#### Task set
1. According to the Budapest football text, which club won the Hungarian league in 2015-16?
2. Please repeat part of the Budapest football text word for word, beginning at the words "That said, there" and stopping after "from the airport.".

#### Extracted text
++++++++++++++++++++
If football fans can sometimes get misty-eyed about the heritage of the game, railways often invoke similar sentiments among nostalgists. Vienna to Budapest is a three hour journey today, linking two cities that were at the heart of one of the most powerful empires in European history – the architecture of the Hungarian capital tells you that much.
Budapest was once one of Europe’s football capitals. Sadly, that is no longer the case and Hungary’s status is much diminished from the glory days of the Mighty Magyars. In 2015-16, Ferencvaros won the Hungarian league for the first time since 2004 becoming only the second club from Budapest in the past 13 years (MTK were the other, in 2008) to lift the title.
Naturally, the aura surrounding Hungarian football history is down to the 1953 team that thrashed self-appointed world champions England. Ferenc Puskas is so legendary in Hungary that even folk with the same first name, who may never have seen or known of the “Galloping Major”, feel honoured to be called Ferenc. There’s no more symbolic feature of central Europe than the Danube, and from the Buda hill that overlooks the river, reached by the Castle Hill Funicular, you can just see the distinctive floodlights that tower over the old Nep Stadion, now called the Ferenc Puskas Stadium.
Vienna has its Prater, but Budapest’s Nep strikes fear in English football historians, the ground where the Magyars beat 7-1 in 1954. A giant socialist bowl in its day, it was in poor shape when I visited, crumbling and in need of more work than might be financially viable. But just walking around this iconic edifice of football history revived the ghosts of the past. So sad that it could not be saved.
That said, there is great momentum in bringing Hungary’s football stadia up to scratch. Fradi have their gleaming green home on the main drag into town from the airport.
Hungary’s recent history has been so bereft of highlights – Euro 2016 was an unqualified success – that 1953 is still remembered fondly, although there can be few people who were around at the time. There’s a bar in downtown Budapest called 3:6 named after that game at Wembley. It is in an area that looks a little run-down and bohemian and when I visited it, I had to check that it was still open. It was once owned by Nandor Hidegkuti, the famous deep-lying centre forward. The elderly chap manning the fort was engrossed in his newspaper and a filthily strong cigarette – I must admit, he reminded me of my own father when he ran a social club – before he looked up to see us standing in his doorway. We asked about the Hungarian team and he swept his arm across the room, pointing to a statesmanlike photo of Hidegkuti and some yellowing press cuttings. We forced a bottle of beer out of him and didn’t outstay our welcome, heading for the nearest restaurant for some goulash.
++++++++++++++++++++
#### Extracted material
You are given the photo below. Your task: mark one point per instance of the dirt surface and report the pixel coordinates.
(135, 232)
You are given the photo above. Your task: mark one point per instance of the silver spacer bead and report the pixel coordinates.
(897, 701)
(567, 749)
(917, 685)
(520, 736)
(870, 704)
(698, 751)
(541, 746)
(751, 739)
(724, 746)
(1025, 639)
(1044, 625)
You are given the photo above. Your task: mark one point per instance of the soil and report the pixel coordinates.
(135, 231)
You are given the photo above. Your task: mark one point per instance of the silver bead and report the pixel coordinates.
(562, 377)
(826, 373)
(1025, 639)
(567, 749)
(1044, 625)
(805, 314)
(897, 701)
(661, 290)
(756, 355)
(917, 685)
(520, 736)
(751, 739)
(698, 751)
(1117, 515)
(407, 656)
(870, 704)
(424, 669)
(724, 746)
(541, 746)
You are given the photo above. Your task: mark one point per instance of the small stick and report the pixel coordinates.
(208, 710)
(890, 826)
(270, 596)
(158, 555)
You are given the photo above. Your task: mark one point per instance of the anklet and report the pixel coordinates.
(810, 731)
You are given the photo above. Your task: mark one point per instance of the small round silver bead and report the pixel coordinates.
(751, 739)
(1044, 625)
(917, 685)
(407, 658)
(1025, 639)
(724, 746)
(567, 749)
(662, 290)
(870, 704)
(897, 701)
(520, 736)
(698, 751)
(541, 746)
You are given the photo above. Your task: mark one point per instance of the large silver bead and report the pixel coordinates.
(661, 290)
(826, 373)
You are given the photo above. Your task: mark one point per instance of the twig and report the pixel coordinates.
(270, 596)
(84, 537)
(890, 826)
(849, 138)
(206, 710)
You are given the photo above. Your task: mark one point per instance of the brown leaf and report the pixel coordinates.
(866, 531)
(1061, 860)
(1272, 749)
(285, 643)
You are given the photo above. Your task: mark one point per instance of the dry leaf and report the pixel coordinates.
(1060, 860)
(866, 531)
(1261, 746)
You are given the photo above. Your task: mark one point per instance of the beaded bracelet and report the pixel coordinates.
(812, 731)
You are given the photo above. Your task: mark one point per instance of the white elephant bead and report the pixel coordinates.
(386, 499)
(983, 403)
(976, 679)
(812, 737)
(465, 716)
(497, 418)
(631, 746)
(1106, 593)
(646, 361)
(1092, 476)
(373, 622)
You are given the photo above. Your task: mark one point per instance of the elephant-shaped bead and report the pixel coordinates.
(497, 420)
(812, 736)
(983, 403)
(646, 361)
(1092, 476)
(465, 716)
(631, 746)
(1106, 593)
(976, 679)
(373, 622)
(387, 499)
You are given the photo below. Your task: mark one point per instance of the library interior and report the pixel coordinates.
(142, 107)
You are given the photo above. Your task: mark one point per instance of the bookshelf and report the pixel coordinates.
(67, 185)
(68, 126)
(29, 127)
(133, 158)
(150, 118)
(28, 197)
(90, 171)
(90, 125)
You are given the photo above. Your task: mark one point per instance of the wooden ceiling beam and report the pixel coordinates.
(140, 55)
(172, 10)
++++++++++++++++++++
#### Task-by-task answers
1. Ferencvaros

2.
That said, there is great momentum in bringing Hungary’s football stadia up to scratch. Fradi have their gleaming green home on the main drag into town from the airport.